### TASK GOAL
Find and copy each line in the material below where the string "window" occurs.
——————
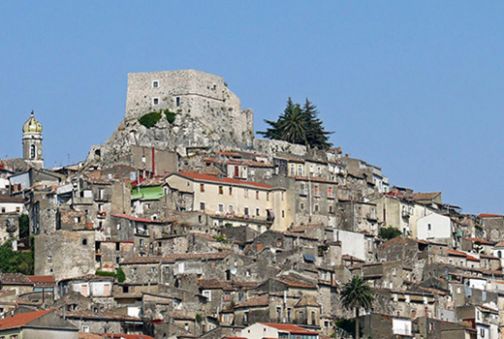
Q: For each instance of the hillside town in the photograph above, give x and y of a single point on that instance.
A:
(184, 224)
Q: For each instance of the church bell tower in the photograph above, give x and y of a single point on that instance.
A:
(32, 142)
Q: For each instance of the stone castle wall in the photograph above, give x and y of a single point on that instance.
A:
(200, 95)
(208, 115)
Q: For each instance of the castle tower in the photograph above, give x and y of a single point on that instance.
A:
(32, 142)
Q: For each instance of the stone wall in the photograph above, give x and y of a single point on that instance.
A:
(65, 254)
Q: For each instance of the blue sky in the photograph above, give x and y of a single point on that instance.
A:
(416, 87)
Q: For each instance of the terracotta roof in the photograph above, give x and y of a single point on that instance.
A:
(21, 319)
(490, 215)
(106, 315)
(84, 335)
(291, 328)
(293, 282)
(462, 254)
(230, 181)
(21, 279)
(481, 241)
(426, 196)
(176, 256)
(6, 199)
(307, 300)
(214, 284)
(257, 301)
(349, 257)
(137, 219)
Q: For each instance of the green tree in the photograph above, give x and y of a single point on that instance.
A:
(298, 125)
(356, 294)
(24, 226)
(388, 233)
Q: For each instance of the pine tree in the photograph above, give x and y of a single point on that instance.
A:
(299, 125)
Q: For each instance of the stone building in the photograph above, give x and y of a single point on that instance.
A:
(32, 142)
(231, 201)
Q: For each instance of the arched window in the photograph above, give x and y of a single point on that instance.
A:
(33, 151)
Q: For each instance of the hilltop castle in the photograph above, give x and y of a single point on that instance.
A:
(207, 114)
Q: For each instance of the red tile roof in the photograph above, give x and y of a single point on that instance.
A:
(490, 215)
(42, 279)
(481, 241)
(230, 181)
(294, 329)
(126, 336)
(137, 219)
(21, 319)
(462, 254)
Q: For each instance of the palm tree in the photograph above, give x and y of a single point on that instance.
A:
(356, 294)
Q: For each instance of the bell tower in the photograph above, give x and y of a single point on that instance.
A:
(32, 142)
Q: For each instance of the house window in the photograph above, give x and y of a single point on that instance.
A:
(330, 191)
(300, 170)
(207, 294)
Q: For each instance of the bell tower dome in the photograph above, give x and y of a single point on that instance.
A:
——————
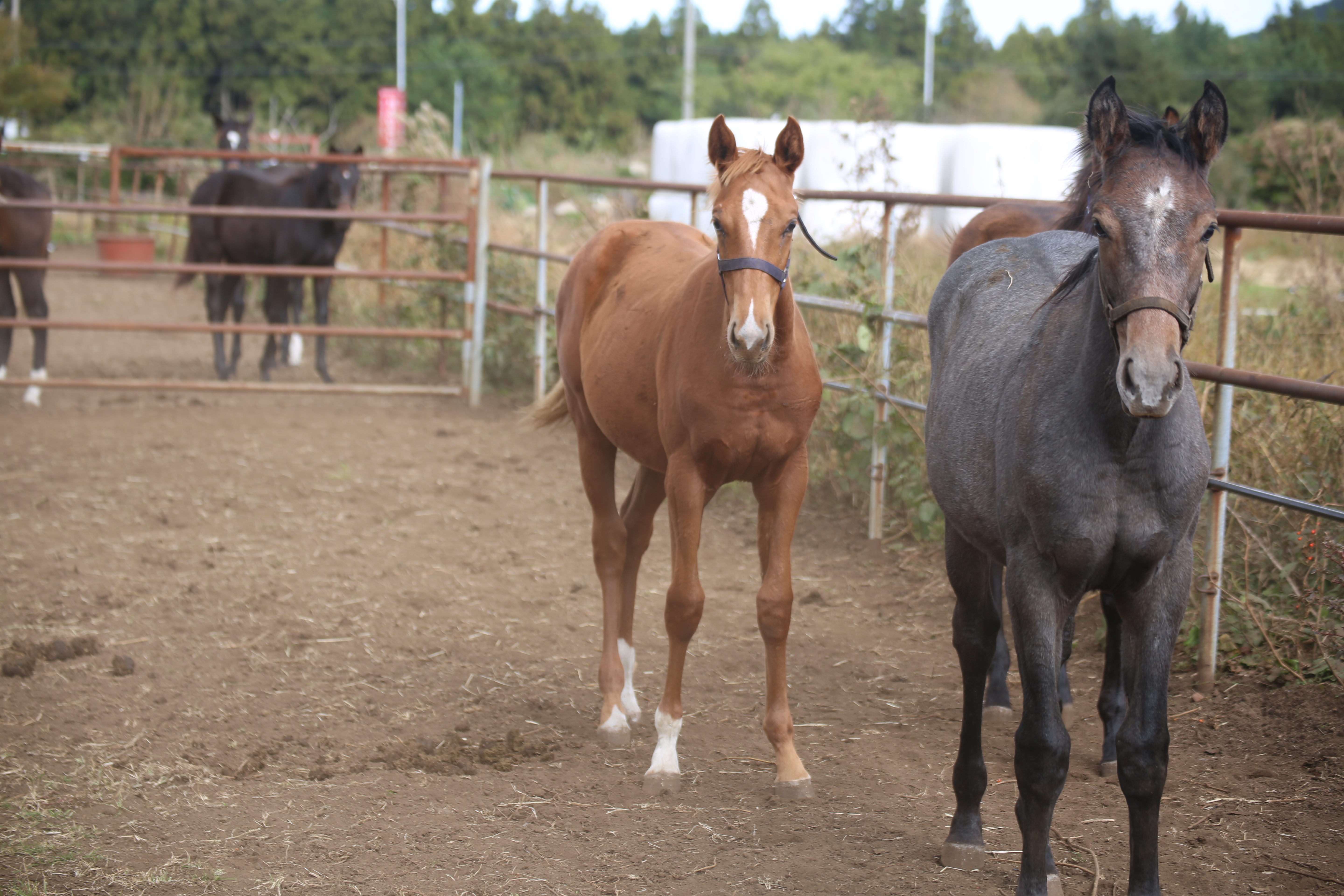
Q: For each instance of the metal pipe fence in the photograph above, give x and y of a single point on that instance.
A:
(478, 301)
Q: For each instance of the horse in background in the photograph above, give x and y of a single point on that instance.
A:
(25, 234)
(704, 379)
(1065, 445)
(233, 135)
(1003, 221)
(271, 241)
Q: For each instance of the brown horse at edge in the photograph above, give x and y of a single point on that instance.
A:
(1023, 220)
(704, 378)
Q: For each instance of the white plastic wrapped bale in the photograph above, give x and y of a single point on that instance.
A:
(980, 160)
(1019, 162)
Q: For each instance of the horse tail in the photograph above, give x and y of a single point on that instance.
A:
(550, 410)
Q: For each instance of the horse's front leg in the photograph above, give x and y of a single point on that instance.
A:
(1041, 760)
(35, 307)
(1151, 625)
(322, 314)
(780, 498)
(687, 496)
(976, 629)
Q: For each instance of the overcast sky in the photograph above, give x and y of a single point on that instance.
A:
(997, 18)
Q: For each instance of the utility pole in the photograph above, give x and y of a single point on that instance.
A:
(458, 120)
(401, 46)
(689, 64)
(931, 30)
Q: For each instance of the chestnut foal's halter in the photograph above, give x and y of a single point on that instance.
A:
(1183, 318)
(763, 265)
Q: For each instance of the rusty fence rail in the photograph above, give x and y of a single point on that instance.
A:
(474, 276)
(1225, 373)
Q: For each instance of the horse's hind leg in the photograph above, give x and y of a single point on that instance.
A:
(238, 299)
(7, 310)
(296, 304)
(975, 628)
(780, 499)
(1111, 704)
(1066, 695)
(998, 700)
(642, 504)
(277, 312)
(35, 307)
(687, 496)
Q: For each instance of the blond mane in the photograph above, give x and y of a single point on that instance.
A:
——————
### RESULT OF THE TASK
Q: For each instance of the arched window in the photograph above, give x and y of a single point on that instance.
Q: For each instance of the house window in the photograph above, give x and y of a single point on that instance.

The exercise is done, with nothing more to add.